> _TEXT EXTRACT_:
# Is Tai Chi becoming just another product?



## Xue Sheng (Feb 17, 2006)

Yup, here I go again and I promise to keep the ranting to a minimum..

As many already know, I have been looking at a whole lot of Tai Chi sites and talking to a whole lot of people and I am beginning to wonder if what many of the Chinese people I have talked to are right. The general consensus, and this is from Chinese born in China; Most of the Tai Chi being taught in America is just a business, not a school of real martial arts.

My teacher has said this many times, however now that he is thinking of opening a Tai Chi school, full time, I see his attitude changing towards business and away from teaching real Tai Chi with the martial arts intact. More forms, more Qi Gong, less push hand, less fajing and little or no applications seems to be the direction he is headed.

I was at a Chen seminar, a while ago, given by Chen Zhenglei and although he is very skilled, no one in the class was asking about application, fajing or Qinna. All they were being shown was warm ups and forms. No Qi, no applications, no mention of fajing, just forms. I have heard from people in the local Chinese community that have said the people in these seminars should consider themselves lucky. If this were China, Chen Zhenglei would not teach beginners, his senior students would. And then they add; but this is easy for him and makes him more money too, &#8220;he is just teaching forms, that&#8217;s it.&#8221; 

If you go to the Yang family site they have a ranking system, based on years of study. I am aware of a Beginner, intermediate, advanced ranking system, I am not sure if it ever applied to Tai Chi back in the old days in China, but it may have. I was not aware this type of ranking system had a time limit or sub ranks within those ranks. I will add there are tests you have to take that appears to be based on skill, to achieve the next rank, but you cannot take these tests until after a certain amount of time has passed. This ranking system implies that if I study with a certified Yang Style center for 20 years I can be a very high level. So if I started at 18 by 38 I could be 8th level with 1 to go. I am not sure if this implies you are a master or not.

(Saved entries)
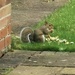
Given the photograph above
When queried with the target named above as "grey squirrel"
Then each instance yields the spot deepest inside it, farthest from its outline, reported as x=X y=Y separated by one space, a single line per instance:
x=28 y=35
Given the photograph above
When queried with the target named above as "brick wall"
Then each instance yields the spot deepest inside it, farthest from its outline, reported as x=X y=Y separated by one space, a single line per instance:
x=5 y=26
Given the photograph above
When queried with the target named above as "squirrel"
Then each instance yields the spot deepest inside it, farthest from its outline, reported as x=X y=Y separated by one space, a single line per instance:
x=28 y=35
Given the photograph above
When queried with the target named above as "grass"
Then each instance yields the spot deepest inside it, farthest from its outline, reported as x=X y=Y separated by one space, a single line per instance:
x=63 y=20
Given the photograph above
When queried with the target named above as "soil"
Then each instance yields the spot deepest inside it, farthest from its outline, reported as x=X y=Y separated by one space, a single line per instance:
x=30 y=12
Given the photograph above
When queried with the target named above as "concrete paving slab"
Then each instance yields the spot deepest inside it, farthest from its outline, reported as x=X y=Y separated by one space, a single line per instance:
x=30 y=70
x=68 y=71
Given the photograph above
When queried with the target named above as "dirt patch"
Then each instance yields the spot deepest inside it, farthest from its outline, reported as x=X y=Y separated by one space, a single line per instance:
x=30 y=12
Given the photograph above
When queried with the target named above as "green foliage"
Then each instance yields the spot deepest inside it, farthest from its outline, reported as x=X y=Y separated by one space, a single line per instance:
x=63 y=20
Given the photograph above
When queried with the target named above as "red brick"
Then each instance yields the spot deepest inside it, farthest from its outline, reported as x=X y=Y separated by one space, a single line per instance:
x=5 y=10
x=5 y=21
x=4 y=2
x=7 y=40
x=2 y=46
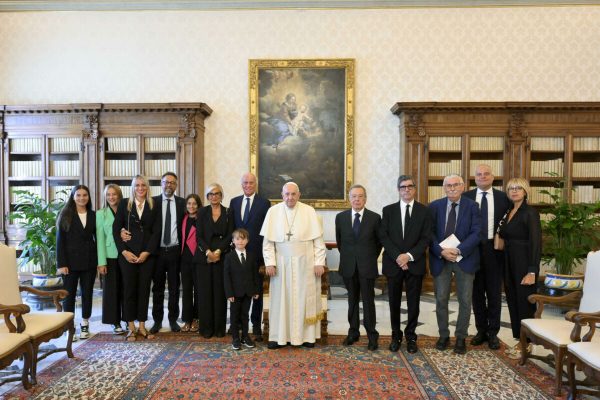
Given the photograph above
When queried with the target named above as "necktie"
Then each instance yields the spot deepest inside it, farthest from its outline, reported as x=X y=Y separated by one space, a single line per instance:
x=356 y=225
x=167 y=228
x=484 y=216
x=451 y=222
x=246 y=211
x=406 y=218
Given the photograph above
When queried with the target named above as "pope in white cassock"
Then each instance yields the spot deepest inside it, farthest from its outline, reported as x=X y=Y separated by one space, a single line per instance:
x=294 y=253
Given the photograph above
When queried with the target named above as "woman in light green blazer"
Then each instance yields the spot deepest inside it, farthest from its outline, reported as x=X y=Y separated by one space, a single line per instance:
x=108 y=266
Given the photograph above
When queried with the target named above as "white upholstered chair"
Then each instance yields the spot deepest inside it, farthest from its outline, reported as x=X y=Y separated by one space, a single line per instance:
x=40 y=327
x=14 y=344
x=557 y=334
x=585 y=355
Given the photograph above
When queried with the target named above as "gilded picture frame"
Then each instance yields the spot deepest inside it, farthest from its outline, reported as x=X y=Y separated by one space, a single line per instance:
x=302 y=128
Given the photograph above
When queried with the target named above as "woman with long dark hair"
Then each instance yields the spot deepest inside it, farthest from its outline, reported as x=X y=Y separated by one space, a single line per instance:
x=138 y=216
x=108 y=266
x=522 y=234
x=189 y=281
x=76 y=252
x=213 y=230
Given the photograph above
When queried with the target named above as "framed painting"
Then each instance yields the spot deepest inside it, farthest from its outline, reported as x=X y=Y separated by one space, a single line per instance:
x=302 y=128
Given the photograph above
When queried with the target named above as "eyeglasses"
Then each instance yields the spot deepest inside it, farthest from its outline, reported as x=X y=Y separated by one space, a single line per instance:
x=406 y=187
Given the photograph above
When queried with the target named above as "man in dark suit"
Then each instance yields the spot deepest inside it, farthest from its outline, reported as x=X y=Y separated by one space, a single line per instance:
x=454 y=249
x=487 y=287
x=249 y=212
x=357 y=237
x=167 y=269
x=405 y=233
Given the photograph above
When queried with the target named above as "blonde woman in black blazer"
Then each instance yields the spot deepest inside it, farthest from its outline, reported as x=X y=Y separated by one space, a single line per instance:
x=76 y=252
x=138 y=216
x=213 y=229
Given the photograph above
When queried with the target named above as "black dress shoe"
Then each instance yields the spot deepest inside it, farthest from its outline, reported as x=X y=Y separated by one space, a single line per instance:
x=493 y=342
x=349 y=340
x=460 y=346
x=411 y=346
x=442 y=343
x=273 y=346
x=155 y=328
x=479 y=339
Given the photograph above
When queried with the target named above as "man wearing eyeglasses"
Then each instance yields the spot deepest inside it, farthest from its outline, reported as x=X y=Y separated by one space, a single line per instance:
x=167 y=268
x=454 y=249
x=405 y=233
x=487 y=287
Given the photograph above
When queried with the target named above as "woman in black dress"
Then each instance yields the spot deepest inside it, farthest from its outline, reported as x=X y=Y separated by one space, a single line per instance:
x=522 y=233
x=76 y=252
x=139 y=217
x=213 y=229
x=189 y=283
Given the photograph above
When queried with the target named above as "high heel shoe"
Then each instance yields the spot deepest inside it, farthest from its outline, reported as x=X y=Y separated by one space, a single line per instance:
x=145 y=334
x=130 y=337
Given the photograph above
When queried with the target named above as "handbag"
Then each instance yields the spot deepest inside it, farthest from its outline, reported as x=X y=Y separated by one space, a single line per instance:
x=498 y=242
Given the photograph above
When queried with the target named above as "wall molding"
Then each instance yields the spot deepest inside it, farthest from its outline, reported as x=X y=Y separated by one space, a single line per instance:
x=208 y=5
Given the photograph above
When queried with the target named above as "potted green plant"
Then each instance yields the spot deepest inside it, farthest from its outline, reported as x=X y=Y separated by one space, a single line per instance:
x=38 y=218
x=570 y=231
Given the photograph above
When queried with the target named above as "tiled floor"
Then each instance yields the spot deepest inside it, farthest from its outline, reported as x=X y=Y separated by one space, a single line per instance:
x=337 y=321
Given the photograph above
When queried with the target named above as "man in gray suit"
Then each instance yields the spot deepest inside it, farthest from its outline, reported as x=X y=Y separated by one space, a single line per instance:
x=357 y=238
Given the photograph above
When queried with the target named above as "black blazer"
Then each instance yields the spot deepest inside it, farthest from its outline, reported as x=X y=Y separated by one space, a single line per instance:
x=145 y=231
x=418 y=235
x=258 y=211
x=501 y=204
x=179 y=210
x=241 y=280
x=361 y=252
x=213 y=235
x=76 y=249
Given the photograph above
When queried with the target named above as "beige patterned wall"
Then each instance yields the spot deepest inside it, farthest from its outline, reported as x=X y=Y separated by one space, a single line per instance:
x=480 y=54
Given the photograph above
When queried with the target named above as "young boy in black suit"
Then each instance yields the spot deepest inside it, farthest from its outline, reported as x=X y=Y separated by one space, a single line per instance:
x=241 y=285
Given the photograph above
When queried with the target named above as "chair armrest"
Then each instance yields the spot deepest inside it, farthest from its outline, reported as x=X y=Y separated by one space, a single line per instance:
x=540 y=300
x=55 y=294
x=14 y=310
x=581 y=320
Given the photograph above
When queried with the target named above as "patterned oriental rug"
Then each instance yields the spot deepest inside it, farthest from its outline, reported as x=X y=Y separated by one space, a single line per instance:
x=184 y=366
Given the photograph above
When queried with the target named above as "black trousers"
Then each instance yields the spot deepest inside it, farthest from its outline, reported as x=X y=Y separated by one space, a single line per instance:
x=487 y=289
x=257 y=308
x=189 y=291
x=136 y=288
x=413 y=285
x=516 y=295
x=360 y=287
x=238 y=315
x=85 y=279
x=112 y=293
x=212 y=304
x=166 y=271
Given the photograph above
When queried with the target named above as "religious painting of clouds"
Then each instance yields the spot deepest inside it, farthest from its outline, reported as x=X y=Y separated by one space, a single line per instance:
x=302 y=128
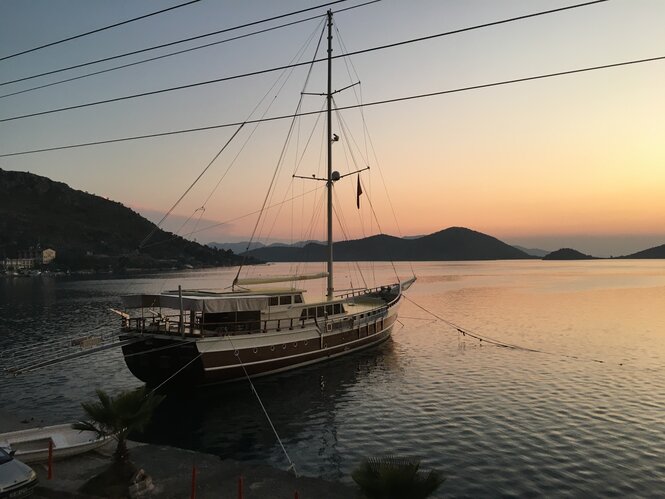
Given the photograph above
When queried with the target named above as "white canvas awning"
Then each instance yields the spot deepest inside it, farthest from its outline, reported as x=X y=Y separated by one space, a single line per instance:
x=206 y=304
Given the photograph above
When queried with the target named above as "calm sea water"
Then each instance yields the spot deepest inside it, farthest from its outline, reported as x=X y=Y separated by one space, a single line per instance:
x=583 y=416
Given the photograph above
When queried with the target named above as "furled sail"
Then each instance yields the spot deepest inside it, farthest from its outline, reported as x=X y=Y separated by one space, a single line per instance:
x=280 y=278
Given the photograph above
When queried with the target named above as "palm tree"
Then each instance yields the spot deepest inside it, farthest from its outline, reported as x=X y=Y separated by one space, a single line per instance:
x=395 y=478
x=119 y=416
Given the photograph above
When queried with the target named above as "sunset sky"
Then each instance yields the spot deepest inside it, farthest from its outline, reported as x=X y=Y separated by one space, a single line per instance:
x=575 y=160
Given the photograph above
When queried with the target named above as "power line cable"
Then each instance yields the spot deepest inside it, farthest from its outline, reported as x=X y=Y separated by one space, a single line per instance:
x=280 y=68
x=367 y=104
x=164 y=56
x=98 y=30
x=169 y=44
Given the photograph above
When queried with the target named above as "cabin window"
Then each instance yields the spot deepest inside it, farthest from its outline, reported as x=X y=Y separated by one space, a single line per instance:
x=285 y=300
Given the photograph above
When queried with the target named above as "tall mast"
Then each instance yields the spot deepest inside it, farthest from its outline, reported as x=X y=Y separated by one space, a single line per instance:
x=330 y=179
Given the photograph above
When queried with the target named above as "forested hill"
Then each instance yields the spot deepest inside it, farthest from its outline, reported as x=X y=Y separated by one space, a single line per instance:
x=88 y=231
x=657 y=252
x=454 y=243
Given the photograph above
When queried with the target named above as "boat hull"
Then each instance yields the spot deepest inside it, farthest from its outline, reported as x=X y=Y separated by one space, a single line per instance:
x=173 y=362
x=32 y=445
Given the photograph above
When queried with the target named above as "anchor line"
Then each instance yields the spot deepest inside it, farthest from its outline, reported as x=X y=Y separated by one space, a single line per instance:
x=499 y=343
x=292 y=465
x=174 y=375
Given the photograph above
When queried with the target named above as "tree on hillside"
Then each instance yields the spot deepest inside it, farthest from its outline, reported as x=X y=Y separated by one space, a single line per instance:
x=118 y=416
x=395 y=478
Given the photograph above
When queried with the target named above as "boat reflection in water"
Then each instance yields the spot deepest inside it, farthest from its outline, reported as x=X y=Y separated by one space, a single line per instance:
x=227 y=420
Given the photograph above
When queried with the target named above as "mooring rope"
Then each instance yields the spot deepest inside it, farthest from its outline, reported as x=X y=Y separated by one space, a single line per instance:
x=174 y=375
x=499 y=343
x=292 y=465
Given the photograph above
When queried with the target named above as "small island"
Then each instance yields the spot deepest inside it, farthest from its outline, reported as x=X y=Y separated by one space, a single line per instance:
x=567 y=254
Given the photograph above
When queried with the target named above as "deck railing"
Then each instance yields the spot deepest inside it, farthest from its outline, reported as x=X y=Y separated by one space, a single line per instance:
x=171 y=325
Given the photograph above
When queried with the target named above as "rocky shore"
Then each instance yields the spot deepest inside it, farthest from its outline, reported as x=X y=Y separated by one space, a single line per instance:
x=169 y=472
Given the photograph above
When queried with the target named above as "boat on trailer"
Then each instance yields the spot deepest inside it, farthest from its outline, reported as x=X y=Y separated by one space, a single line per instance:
x=211 y=338
x=194 y=337
x=32 y=445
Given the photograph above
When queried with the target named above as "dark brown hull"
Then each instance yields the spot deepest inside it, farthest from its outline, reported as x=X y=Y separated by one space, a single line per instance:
x=173 y=362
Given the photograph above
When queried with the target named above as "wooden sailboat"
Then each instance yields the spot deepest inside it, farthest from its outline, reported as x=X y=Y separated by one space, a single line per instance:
x=196 y=338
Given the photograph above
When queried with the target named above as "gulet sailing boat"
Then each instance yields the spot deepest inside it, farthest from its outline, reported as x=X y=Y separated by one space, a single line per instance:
x=200 y=337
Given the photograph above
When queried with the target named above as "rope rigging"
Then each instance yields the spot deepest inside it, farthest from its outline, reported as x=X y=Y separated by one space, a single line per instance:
x=492 y=341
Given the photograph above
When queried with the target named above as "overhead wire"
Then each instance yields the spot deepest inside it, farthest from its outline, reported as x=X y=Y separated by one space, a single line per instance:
x=367 y=104
x=98 y=30
x=169 y=44
x=164 y=56
x=279 y=68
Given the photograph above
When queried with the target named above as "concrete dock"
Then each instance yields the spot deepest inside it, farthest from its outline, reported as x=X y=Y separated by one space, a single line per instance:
x=170 y=470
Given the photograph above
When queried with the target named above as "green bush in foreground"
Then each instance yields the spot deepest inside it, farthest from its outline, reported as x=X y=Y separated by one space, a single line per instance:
x=118 y=416
x=395 y=478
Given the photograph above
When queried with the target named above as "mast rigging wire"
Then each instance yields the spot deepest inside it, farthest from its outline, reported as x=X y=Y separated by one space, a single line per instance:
x=499 y=343
x=145 y=240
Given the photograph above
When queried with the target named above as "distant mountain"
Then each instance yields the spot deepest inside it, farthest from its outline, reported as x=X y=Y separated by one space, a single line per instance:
x=657 y=252
x=532 y=251
x=88 y=231
x=455 y=243
x=241 y=247
x=237 y=248
x=567 y=254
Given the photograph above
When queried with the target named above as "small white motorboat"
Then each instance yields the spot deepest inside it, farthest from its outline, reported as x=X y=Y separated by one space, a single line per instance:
x=31 y=445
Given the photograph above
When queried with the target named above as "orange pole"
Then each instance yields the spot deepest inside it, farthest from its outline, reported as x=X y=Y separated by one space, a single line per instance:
x=50 y=460
x=193 y=495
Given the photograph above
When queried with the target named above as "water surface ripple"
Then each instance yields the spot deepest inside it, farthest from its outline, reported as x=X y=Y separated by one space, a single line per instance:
x=497 y=421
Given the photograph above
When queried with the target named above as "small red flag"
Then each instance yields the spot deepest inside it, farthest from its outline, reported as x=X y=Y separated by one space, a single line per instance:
x=359 y=191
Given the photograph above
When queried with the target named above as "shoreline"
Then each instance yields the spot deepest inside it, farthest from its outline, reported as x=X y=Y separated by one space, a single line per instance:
x=170 y=470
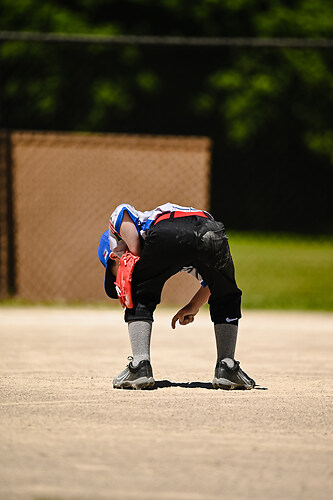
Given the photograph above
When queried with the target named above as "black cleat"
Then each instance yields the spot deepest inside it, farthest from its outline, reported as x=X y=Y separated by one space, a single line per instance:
x=138 y=377
x=231 y=378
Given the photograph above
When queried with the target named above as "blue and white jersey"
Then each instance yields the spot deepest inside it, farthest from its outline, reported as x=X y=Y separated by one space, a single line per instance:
x=143 y=221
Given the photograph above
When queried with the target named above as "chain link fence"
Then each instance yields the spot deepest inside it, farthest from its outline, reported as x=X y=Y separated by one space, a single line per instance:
x=64 y=187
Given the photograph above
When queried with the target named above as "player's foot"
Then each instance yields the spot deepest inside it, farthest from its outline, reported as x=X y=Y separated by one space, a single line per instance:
x=227 y=377
x=138 y=377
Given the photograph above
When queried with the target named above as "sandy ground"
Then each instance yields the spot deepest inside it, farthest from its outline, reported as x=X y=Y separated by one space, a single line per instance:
x=66 y=434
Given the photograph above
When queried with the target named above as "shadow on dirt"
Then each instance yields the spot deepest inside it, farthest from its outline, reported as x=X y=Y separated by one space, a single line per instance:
x=162 y=384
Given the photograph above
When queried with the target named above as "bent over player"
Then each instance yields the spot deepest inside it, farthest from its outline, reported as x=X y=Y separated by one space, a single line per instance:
x=169 y=239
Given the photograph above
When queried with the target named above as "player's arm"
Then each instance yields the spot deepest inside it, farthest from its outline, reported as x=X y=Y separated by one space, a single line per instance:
x=129 y=234
x=187 y=313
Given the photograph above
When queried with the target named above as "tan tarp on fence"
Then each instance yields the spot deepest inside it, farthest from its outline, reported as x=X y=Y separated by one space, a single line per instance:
x=66 y=185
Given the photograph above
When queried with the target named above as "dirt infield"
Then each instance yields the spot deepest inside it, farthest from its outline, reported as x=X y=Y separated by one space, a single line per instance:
x=67 y=435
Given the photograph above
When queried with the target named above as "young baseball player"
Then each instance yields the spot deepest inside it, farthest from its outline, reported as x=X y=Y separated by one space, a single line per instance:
x=166 y=240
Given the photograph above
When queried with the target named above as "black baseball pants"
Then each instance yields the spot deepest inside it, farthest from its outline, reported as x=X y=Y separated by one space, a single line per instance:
x=173 y=244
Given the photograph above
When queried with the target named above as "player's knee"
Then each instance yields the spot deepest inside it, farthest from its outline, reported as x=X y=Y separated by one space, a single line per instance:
x=140 y=312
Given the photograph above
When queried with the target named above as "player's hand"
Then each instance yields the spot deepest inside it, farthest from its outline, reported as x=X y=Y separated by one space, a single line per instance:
x=184 y=316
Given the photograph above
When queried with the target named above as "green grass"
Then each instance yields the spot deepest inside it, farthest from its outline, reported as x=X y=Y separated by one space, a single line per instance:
x=284 y=272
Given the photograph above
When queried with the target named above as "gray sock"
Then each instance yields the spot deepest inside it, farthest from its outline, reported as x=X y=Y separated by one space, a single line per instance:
x=226 y=338
x=140 y=334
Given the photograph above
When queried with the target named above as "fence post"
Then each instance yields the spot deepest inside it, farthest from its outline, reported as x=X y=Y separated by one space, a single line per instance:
x=7 y=234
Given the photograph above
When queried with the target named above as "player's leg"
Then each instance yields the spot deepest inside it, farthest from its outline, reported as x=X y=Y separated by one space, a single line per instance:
x=158 y=262
x=225 y=311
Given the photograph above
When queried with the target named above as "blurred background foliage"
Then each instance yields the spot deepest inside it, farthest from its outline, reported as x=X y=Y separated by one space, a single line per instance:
x=267 y=110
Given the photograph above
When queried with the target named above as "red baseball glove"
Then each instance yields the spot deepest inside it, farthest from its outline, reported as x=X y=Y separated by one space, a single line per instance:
x=124 y=278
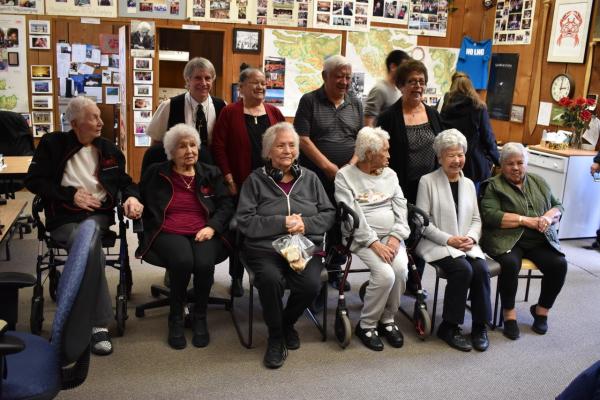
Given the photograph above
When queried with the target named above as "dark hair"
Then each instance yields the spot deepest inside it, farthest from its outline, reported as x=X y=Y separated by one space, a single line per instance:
x=408 y=67
x=395 y=57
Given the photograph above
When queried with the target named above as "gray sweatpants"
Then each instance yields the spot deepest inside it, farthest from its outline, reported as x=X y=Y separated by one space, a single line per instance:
x=65 y=235
x=386 y=285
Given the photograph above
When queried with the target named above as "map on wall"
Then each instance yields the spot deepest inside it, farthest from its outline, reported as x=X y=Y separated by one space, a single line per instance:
x=441 y=64
x=367 y=52
x=304 y=53
x=13 y=64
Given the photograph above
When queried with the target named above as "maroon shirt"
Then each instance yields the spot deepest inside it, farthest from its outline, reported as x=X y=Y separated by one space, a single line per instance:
x=184 y=215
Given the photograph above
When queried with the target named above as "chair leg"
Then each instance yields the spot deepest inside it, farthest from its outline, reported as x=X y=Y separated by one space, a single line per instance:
x=435 y=293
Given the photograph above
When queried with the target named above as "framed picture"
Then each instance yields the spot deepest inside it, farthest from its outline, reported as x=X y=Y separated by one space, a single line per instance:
x=142 y=103
x=41 y=72
x=39 y=42
x=142 y=63
x=41 y=86
x=569 y=45
x=42 y=102
x=13 y=59
x=517 y=113
x=142 y=90
x=41 y=129
x=142 y=76
x=246 y=40
x=42 y=117
x=37 y=27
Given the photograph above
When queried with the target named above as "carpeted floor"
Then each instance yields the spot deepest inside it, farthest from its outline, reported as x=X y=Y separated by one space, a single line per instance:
x=144 y=367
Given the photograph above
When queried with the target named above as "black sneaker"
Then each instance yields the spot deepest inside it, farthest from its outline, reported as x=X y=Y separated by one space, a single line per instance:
x=275 y=354
x=391 y=332
x=540 y=322
x=479 y=338
x=292 y=340
x=369 y=337
x=453 y=336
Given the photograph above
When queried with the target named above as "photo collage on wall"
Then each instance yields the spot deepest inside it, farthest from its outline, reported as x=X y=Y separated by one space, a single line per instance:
x=428 y=17
x=390 y=11
x=514 y=22
x=342 y=14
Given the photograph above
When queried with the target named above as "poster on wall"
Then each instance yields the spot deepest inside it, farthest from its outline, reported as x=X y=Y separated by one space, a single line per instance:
x=501 y=85
x=22 y=7
x=303 y=54
x=232 y=11
x=82 y=8
x=166 y=9
x=13 y=64
x=428 y=17
x=342 y=15
x=570 y=24
x=513 y=23
x=390 y=11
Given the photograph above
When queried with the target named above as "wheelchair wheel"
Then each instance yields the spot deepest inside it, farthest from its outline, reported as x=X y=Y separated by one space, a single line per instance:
x=422 y=321
x=363 y=290
x=36 y=317
x=54 y=279
x=342 y=328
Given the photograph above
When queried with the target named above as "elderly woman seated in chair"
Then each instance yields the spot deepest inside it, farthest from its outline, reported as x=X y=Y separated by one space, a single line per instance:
x=371 y=188
x=187 y=211
x=520 y=220
x=278 y=199
x=450 y=242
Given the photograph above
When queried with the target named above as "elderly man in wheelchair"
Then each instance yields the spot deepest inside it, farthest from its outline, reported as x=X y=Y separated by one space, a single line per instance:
x=78 y=174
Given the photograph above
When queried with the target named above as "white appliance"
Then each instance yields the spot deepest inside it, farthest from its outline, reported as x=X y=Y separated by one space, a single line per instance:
x=571 y=182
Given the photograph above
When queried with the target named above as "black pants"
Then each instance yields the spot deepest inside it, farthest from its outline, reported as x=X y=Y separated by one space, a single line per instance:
x=549 y=261
x=272 y=275
x=185 y=256
x=464 y=273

> _SET EXERCISE 1_: In the Tai Chi forum post, who would teach the beginners instead of Chen Zhenglei if the seminar were held in China?
> _SET EXERCISE 2_: Reproduce the stretch of the Tai Chi forum post from "## Xue Sheng" through "real martial arts.", keeping every word unchanged.

> _EXPECTED ANSWER 1_: His senior students would teach them.

> _EXPECTED ANSWER 2_:
## Xue Sheng (Feb 17, 2006)

Yup, here I go again and I promise to keep the ranting to a minimum..

As many already know, I have been looking at a whole lot of Tai Chi sites and talking to a whole lot of people and I am beginning to wonder if what many of the Chinese people I have talked to are right. The general consensus, and this is from Chinese born in China; Most of the Tai Chi being taught in America is just a business, not a school of real martial arts.